**ENTRIES SHOWN:**
=-=-=

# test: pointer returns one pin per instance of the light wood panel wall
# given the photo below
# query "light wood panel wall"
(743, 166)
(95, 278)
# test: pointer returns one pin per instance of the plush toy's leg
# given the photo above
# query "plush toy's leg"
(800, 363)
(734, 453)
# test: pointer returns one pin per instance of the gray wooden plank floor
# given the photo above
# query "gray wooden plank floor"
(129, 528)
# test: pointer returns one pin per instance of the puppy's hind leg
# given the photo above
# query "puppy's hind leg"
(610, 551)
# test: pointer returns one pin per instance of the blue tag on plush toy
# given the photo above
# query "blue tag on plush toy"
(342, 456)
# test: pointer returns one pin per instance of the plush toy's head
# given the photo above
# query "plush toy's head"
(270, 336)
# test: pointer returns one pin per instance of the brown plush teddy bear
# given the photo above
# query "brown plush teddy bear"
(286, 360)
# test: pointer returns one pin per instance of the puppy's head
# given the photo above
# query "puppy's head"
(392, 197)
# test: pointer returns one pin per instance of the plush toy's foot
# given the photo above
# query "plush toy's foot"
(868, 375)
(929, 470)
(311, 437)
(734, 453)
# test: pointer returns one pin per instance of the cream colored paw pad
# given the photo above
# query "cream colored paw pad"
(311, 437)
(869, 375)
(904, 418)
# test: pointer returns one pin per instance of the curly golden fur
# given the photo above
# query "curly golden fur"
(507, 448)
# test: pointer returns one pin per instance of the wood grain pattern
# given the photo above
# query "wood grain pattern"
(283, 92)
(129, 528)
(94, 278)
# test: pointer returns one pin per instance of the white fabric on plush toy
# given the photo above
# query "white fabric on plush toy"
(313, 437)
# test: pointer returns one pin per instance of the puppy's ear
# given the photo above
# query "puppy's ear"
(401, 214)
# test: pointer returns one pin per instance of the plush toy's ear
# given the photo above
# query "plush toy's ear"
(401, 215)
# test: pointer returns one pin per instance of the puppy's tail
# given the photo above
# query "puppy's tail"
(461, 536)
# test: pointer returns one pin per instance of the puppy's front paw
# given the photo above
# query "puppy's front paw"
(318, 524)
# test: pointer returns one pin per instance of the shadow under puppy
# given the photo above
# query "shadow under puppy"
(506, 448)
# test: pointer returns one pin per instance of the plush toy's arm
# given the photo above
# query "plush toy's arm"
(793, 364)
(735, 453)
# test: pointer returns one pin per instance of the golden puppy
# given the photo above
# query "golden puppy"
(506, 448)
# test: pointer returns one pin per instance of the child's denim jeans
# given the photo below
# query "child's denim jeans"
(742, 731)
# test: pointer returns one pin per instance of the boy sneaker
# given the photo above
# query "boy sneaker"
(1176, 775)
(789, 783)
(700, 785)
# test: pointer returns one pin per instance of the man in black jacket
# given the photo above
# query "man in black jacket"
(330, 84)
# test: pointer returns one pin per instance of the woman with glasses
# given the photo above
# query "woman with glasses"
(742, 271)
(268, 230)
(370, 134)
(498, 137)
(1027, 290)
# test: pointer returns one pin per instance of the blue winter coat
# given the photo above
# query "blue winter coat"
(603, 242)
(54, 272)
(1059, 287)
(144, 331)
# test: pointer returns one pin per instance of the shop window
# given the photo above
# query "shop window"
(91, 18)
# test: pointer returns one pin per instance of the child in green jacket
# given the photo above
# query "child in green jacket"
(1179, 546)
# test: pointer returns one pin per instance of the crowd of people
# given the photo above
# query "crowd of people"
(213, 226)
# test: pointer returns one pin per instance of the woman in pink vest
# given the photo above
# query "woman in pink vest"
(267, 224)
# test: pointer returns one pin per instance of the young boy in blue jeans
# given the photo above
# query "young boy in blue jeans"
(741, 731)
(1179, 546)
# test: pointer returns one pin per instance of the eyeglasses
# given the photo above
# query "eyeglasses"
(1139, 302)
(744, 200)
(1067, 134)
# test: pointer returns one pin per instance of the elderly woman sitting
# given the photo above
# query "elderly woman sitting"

=-=-=

**PROBLEM REQUIREMENTS:** Give every line of the material again, exactly as it reads.

**TASK RESULT:**
# test: pointer returns one pin per instance of the light wood panel wall
# given the photo below
# query "light wood panel wall"
(743, 166)
(95, 278)
# test: pointer returns one pin per instance of the plush toy's leg
# given the photo above
# query "plush toy's leg"
(800, 363)
(734, 453)
# test: pointer returns one pin per instance of the gray wooden plank floor
# given the photo above
# query "gray wooden plank floor"
(129, 528)
# test: pointer returns one pin per instance of the puppy's hind leg
# given the photo above
# query "puppy's hind leg"
(610, 551)
# test: pointer returns one pin per instance of the blue tag on plush toy
# given the photo above
# query "blue tag on plush toy"
(342, 456)
# test: pointer returns one pin per instance of the plush toy's head
# given the photo above
# query "plush toy's head"
(270, 336)
# test: pointer returns one pin per instance of the brown plush teddy bear
# given the photo above
# query "brown plush teddy bear"
(286, 360)
# test: pointer returns one pin per instance of the puppy's head
# given the photo above
# query "puppy's head"
(392, 197)
# test: pointer returns one pin per instance of the plush toy's foot
# given the photo above
# query "plush toy's foot"
(868, 375)
(929, 470)
(311, 437)
(734, 453)
# test: pointer returns one pin per instance of the cream colored paw pad
# given the photo above
# query "cream colored paw pad"
(311, 437)
(869, 375)
(904, 418)
# test: pointer returns one pin per instance of the curly golden fur
# given the photo above
# query "curly golden fur"
(507, 448)
# test: pointer returns one pin per instance of the wood grain pattern
# given the photo above
# query "wood grain pattern"
(283, 92)
(129, 528)
(94, 278)
# test: pointer returns one pin per instance of the white fabric on plush toy
# given the photo above
# query "white fabric on plush toy"
(313, 437)
# test: pointer returns one pin per instance of the puppy's ear
# given the photo above
# query "puppy's ear"
(401, 214)
# test: pointer returns one pin per instance of the plush toy's ear
# given the photo above
# query "plush toy's ear"
(401, 215)
# test: pointer returns one pin per instance of the puppy's tail
# given the photo above
# query "puppy's tail"
(461, 536)
# test: pointer returns one pin per instance of the puppy's front paw
# given the photo above
# query "puppy's front paw"
(318, 524)
# test: pointer returns one pin per instance of the shadow under puppy
# given the photo above
# query "shadow under puppy"
(506, 448)
# test: pointer returns one pin per instance of the plush toy's arm
# given the photo above
# query "plush toy's arm"
(793, 364)
(735, 453)
# test: pointer returns one pin per instance of the golden puppy
# given the photo above
# query "golden puppy"
(506, 448)
# test: pointer returns one pin per instance of the child's denim jeans
# given the photo below
# query "child's denim jeans"
(742, 731)
# test: pointer returns one pin per instance of the boy sneaker
# given the photo above
# query "boy sneaker"
(1176, 775)
(789, 783)
(700, 785)
# test: pointer returns one pin per instance of the man in black jacket
# given the photo above
# query "man in black jacket"
(330, 84)
# test: pointer returns one pin per instance of the woman with glasses
# given the photo above
# query "woman with glasses"
(742, 271)
(268, 230)
(370, 134)
(498, 137)
(1027, 290)
# test: pointer returns one pin per instance of the blue winter coat
# given the photo above
# query "blue winter coat"
(603, 242)
(54, 272)
(1059, 287)
(144, 331)
# test: pointer returns one pin per instance of the shop window
# given the photo above
# query "shop window"
(91, 18)
# test: pointer returns one pin per instance of the child in green jacket
# given the photo above
# query "child in green jacket"
(1179, 546)
# test: pointer returns one pin per instance of the crowd of people
# given the photo above
# query "crowd of people"
(213, 226)
# test: pointer returns one pin per instance of the woman in pink vest
# given the photo above
# query "woman in pink vest"
(267, 224)
# test: pointer returns one pin per instance of the young boy in blue jeans
# given the photo above
# query "young boy in blue jeans"
(741, 731)
(1179, 546)
# test: pointer returns one pin per instance of the eyeglasses
# given the photo above
# query "eyeglasses"
(1139, 302)
(744, 200)
(1067, 134)
# test: pointer returns one pin per instance of the elderly woman sitting
# given the photo above
# query "elderly woman sitting"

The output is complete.